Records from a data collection
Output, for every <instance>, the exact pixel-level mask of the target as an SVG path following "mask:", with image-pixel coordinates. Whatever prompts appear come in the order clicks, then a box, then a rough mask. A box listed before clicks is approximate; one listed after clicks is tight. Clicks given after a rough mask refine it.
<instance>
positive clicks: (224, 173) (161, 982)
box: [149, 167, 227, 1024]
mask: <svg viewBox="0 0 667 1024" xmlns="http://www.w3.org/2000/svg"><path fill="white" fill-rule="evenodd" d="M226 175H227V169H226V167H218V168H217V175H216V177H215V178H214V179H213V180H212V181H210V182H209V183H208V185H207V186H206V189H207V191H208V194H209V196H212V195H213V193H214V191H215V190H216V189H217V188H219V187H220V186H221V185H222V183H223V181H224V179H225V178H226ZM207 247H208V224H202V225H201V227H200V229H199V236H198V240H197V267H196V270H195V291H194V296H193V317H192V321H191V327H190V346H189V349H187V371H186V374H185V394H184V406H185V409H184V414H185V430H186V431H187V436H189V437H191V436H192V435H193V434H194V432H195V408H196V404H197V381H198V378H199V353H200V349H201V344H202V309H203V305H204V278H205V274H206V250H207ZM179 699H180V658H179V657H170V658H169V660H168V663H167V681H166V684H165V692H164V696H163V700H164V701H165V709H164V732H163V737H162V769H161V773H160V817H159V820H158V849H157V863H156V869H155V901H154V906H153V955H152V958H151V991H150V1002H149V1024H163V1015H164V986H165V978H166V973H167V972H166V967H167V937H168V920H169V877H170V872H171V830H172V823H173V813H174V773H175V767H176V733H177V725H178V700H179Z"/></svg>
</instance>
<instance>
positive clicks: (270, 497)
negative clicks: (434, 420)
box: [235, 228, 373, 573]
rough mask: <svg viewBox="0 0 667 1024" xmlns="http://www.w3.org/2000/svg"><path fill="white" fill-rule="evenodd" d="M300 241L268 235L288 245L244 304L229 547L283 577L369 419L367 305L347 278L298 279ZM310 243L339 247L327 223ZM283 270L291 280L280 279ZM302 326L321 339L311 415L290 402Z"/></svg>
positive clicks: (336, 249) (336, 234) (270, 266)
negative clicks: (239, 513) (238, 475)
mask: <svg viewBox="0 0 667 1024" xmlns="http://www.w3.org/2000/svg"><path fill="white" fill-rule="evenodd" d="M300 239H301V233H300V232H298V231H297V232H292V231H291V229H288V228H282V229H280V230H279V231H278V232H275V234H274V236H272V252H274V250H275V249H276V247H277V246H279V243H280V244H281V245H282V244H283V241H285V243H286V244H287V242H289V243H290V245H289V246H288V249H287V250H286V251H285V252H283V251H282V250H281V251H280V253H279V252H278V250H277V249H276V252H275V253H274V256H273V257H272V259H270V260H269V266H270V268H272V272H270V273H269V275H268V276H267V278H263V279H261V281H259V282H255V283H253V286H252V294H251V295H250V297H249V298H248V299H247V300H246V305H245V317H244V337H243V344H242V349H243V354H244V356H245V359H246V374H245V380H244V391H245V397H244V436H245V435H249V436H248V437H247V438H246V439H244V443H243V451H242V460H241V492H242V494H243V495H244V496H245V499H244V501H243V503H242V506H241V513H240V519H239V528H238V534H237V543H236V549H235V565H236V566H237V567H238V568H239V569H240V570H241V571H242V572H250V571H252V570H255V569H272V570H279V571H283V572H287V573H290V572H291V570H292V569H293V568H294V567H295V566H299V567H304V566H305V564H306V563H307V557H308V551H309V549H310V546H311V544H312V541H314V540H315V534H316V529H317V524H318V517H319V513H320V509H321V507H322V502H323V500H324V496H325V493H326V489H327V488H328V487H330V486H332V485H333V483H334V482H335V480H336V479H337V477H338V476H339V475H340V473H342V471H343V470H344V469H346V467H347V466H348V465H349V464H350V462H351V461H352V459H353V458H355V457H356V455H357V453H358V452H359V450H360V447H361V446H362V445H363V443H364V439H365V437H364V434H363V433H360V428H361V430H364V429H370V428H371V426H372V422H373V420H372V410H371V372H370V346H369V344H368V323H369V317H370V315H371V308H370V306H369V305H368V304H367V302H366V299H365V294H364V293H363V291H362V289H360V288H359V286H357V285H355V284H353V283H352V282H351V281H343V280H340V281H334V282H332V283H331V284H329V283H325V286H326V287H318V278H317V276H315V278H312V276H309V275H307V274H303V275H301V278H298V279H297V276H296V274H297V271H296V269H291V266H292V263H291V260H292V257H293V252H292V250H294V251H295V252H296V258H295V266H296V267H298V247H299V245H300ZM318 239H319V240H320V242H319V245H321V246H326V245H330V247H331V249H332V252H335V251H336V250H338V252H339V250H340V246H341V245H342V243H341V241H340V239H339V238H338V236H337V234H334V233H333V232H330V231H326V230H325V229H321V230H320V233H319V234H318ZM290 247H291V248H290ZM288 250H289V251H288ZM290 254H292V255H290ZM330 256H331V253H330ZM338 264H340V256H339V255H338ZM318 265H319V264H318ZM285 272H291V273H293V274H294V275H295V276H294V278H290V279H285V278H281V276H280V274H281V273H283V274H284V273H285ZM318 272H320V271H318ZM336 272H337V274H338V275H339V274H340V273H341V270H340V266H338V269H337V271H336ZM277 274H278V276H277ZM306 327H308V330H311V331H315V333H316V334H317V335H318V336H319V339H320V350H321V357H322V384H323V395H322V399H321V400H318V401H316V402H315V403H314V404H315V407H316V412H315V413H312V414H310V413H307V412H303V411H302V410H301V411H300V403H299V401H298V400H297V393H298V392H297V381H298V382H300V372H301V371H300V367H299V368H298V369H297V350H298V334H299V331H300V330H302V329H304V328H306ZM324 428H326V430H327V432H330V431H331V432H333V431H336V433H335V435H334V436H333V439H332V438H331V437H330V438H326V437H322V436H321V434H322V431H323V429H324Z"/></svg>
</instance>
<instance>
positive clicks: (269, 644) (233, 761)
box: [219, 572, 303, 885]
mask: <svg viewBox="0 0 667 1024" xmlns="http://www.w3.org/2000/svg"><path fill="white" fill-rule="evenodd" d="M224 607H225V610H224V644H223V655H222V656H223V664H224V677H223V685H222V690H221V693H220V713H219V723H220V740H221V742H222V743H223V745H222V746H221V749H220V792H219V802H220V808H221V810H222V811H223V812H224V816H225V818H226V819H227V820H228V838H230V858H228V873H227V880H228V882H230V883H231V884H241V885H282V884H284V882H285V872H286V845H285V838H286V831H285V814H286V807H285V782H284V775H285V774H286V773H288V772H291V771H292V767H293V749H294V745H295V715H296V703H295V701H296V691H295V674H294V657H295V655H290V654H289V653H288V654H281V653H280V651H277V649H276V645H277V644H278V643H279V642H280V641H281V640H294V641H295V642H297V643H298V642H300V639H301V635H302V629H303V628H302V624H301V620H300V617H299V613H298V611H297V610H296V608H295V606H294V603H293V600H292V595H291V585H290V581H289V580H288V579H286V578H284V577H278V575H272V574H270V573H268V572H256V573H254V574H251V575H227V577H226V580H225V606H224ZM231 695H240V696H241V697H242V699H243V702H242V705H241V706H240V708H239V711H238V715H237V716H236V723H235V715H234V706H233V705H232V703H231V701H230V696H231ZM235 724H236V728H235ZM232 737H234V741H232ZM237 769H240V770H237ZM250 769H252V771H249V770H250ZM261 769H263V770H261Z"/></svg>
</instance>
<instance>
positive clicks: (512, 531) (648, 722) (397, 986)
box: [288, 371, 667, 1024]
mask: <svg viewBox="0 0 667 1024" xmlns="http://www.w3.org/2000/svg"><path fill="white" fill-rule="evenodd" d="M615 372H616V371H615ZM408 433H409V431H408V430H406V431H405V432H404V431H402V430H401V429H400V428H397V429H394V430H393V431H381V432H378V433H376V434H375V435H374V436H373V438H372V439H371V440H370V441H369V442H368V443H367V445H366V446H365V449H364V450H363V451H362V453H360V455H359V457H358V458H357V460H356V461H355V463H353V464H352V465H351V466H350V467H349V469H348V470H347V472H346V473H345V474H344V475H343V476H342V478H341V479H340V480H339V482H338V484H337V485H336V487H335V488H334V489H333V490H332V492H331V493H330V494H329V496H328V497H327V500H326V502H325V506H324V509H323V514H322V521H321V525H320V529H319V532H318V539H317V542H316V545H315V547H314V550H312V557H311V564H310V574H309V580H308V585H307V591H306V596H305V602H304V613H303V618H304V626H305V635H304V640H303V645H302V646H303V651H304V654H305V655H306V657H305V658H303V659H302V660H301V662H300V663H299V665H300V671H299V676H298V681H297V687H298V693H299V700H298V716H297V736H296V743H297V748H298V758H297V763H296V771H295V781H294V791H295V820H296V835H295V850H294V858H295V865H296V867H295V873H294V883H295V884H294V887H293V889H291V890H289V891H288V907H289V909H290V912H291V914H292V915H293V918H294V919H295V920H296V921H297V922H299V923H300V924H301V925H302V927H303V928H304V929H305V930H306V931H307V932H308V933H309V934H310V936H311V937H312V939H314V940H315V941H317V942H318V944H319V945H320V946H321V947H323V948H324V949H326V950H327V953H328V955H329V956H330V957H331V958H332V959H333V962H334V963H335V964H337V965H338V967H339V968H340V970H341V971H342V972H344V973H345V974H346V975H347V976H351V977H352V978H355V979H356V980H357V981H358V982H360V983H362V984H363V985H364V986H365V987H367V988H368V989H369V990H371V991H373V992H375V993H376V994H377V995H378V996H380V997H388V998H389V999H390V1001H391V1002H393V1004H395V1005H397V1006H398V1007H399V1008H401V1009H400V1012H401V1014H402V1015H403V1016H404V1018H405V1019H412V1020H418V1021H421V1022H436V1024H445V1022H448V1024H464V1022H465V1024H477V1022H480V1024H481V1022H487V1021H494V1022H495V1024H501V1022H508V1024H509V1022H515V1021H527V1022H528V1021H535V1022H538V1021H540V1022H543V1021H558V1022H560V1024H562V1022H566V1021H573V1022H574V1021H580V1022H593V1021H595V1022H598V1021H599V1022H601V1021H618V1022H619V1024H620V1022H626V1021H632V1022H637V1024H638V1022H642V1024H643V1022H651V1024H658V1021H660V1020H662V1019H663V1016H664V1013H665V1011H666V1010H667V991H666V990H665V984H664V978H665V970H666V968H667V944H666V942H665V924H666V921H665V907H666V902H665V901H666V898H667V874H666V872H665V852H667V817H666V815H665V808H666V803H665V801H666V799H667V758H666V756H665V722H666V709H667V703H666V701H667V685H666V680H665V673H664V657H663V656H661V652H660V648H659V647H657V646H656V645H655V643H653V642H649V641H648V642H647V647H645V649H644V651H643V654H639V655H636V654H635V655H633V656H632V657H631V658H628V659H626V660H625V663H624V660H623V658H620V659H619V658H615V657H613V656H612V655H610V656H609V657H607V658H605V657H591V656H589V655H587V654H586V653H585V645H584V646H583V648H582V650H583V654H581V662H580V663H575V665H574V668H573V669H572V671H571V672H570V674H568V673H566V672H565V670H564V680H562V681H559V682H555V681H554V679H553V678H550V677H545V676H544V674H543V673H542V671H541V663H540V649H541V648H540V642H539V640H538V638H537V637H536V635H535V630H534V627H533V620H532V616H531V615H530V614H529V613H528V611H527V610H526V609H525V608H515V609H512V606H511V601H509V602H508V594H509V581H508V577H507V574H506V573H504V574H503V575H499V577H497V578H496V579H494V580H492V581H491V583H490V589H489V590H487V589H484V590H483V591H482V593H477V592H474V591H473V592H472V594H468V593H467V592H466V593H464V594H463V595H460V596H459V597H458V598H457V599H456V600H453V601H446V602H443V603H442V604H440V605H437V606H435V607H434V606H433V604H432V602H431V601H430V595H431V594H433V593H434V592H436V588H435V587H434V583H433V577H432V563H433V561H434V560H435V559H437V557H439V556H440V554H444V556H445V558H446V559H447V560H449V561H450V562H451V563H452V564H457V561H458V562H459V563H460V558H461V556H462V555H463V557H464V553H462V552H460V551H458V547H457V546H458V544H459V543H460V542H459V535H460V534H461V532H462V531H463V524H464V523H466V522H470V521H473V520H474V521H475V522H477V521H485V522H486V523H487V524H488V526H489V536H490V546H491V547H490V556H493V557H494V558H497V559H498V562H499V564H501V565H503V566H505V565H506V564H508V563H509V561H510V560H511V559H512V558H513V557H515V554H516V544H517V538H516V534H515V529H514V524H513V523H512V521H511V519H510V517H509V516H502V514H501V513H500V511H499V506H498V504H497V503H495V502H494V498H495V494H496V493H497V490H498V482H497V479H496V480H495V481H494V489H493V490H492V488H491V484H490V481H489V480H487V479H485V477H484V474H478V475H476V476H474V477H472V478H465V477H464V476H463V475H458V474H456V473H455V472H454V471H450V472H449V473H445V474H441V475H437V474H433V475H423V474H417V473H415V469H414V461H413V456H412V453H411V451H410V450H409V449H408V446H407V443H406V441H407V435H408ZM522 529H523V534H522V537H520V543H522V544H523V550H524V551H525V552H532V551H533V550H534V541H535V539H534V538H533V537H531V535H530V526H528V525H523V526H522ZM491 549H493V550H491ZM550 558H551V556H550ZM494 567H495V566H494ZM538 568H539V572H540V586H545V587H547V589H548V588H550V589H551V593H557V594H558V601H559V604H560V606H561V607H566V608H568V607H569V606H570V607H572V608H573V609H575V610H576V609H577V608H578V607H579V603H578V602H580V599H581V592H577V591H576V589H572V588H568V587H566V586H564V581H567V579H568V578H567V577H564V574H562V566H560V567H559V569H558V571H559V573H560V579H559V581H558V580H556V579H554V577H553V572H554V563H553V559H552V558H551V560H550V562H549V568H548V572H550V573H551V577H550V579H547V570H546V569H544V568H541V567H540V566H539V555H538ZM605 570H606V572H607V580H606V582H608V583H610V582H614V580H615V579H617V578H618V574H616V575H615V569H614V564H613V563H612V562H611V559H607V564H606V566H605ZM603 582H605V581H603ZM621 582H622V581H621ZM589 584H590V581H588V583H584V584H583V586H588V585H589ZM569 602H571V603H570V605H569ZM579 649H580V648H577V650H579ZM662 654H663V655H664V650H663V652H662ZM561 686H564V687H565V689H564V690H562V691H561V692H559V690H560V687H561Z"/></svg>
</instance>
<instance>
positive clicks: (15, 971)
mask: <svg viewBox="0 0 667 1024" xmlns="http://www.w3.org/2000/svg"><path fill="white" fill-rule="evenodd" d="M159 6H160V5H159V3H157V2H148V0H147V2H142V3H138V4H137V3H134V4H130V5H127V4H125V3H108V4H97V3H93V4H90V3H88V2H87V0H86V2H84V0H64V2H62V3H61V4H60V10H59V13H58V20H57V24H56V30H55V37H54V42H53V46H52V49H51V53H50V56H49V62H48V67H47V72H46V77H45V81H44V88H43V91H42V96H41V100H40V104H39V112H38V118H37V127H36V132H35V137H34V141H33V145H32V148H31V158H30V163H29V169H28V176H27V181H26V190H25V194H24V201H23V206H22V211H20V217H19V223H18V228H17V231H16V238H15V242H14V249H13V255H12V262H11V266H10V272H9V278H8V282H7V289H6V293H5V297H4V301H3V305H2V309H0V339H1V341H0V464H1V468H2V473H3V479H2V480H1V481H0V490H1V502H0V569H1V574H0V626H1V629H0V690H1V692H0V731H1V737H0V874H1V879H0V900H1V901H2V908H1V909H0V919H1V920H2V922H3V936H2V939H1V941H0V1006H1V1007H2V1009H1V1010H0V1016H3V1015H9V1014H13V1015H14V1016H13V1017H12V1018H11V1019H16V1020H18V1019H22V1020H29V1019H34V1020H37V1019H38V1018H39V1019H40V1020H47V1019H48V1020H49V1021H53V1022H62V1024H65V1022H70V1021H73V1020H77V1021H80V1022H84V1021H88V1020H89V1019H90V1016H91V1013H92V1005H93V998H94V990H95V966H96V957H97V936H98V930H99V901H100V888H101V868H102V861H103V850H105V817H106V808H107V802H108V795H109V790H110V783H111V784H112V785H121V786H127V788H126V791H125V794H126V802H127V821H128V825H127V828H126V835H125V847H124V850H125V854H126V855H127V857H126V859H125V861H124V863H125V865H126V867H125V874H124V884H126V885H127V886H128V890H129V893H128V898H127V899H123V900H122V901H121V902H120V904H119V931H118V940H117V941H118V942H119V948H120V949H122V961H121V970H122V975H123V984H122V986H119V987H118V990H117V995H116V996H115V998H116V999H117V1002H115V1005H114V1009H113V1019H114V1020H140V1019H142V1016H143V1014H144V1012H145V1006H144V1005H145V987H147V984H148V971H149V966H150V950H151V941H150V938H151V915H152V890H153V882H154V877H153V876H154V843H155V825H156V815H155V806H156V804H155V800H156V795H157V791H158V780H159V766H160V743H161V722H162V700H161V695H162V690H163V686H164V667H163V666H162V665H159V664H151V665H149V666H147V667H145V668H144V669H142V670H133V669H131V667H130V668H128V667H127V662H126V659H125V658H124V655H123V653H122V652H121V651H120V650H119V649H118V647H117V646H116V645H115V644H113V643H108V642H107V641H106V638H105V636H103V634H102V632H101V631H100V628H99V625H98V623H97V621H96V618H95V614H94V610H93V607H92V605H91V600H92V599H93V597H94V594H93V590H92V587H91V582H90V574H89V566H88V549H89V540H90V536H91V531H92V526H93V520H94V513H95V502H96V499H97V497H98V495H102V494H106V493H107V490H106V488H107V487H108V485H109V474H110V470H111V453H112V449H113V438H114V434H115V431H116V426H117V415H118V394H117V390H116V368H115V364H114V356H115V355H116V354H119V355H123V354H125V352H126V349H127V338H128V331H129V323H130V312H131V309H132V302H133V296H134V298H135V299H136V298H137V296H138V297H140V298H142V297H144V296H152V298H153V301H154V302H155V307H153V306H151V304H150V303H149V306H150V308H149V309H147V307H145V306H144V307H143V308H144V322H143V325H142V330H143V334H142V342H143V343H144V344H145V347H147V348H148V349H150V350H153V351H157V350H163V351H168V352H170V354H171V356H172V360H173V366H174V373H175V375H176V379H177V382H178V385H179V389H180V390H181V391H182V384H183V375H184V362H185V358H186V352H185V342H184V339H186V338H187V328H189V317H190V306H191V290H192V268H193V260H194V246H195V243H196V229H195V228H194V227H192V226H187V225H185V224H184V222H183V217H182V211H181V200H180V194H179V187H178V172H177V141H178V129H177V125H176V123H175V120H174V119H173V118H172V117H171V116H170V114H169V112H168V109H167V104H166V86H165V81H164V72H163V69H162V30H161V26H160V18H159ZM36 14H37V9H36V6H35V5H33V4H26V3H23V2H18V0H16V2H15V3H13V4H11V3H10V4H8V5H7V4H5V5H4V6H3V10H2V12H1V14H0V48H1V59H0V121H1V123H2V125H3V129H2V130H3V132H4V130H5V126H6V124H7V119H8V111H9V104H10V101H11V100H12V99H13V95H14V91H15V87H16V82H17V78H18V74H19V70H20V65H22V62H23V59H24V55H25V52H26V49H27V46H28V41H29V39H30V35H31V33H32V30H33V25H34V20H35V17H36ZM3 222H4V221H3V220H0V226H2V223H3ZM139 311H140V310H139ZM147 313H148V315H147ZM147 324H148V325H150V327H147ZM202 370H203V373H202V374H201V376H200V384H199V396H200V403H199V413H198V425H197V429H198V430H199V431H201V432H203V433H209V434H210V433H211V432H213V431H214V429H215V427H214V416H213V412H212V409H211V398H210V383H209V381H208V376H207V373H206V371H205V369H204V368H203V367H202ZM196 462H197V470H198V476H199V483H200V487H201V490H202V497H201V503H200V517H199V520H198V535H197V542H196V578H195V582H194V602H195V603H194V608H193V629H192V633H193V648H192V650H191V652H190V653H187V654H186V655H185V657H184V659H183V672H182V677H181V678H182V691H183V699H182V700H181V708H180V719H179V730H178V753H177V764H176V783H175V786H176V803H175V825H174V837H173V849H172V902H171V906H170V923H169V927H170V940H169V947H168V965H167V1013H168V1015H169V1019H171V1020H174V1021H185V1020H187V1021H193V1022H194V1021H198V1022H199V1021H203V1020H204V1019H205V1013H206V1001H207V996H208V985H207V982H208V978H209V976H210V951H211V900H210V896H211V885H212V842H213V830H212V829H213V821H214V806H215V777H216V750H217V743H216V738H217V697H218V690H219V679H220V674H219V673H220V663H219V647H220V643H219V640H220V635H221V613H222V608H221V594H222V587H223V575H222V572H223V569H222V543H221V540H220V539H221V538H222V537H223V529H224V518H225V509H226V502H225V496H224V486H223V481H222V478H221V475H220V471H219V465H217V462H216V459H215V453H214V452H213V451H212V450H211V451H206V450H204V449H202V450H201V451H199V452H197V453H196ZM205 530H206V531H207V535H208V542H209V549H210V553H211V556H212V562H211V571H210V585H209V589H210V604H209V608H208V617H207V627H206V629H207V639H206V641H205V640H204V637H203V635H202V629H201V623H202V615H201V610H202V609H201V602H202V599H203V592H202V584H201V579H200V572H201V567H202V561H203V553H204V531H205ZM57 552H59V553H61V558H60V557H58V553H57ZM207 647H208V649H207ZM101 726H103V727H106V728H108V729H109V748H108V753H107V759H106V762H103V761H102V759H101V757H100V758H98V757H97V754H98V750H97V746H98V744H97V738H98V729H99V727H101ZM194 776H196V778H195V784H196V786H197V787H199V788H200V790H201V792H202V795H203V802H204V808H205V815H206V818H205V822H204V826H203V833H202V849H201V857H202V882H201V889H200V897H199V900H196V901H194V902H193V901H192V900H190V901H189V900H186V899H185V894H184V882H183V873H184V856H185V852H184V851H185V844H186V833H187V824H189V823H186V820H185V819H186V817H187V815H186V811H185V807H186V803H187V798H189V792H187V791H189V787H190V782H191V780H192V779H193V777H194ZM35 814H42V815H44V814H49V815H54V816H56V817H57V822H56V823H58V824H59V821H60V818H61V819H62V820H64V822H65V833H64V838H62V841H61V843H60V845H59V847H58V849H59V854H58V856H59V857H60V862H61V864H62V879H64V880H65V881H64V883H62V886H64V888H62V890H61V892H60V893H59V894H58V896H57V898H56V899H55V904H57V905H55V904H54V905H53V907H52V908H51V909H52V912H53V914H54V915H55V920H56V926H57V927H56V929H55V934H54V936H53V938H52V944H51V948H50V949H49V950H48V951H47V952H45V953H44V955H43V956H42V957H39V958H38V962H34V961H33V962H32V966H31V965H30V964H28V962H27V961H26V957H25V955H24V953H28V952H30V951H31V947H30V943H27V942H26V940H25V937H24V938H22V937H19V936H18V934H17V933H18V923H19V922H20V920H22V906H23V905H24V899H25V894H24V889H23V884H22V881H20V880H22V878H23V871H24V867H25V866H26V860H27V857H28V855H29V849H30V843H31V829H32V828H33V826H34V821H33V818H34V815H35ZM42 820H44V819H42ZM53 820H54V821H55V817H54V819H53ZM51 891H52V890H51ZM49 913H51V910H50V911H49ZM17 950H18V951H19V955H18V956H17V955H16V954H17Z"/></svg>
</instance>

EXERCISE DETAILS ▸ Could you set down, exactly as written, the lines above between the one holding "box: [235, 228, 373, 573]" and the one holding "positive clicks: (336, 249)", inclusive, and nothing more?

SOLUTION FOR THIS EXERCISE ▸
box: [235, 228, 373, 573]
rough mask: <svg viewBox="0 0 667 1024" xmlns="http://www.w3.org/2000/svg"><path fill="white" fill-rule="evenodd" d="M300 241L268 235L288 245L244 304L229 547L283 577L369 419L367 305L347 278L298 279ZM310 243L339 247L327 223ZM283 270L291 280L280 279ZM302 326L321 339L311 415L290 402Z"/></svg>
positive clicks: (336, 249) (336, 234) (270, 266)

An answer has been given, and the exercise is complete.